Task statement: Can you recast every line of the items below as a Markdown table with the columns Row and Line, numbering each line and skipping blank ones? Keep the pictures out of your answer.

Point labeling data from photos:

◇ ◇ ◇ ◇

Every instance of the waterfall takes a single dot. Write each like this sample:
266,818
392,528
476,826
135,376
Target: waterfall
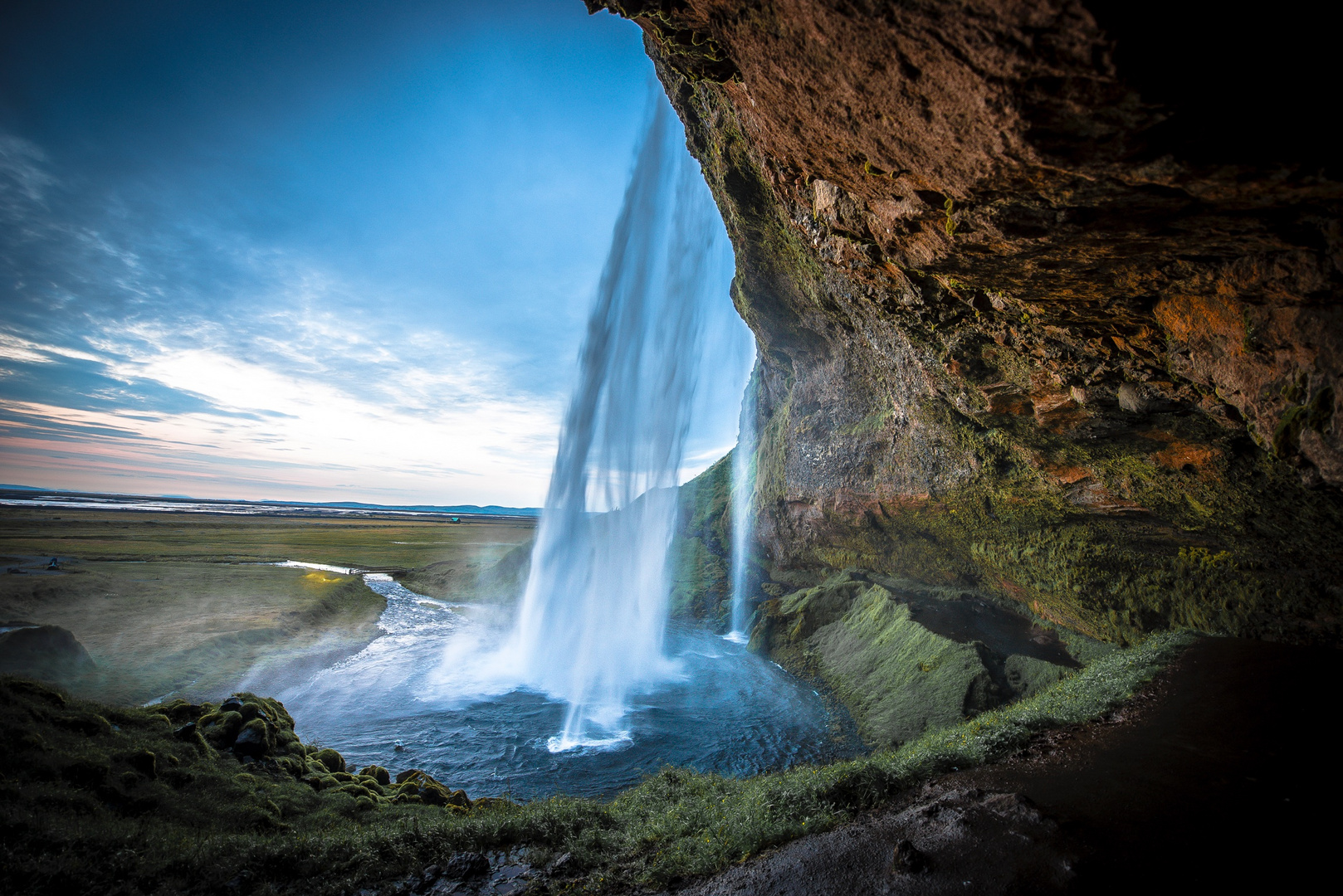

◇ ◇ ◇ ◇

Exercise response:
| Row | Line |
|---|---|
| 1 | Every instance of the waterfall takes a single dot. Write each like this sample: |
| 2 | 266,818 |
| 3 | 392,528 |
| 4 | 476,826 |
| 5 | 135,376 |
| 6 | Target: waterfall |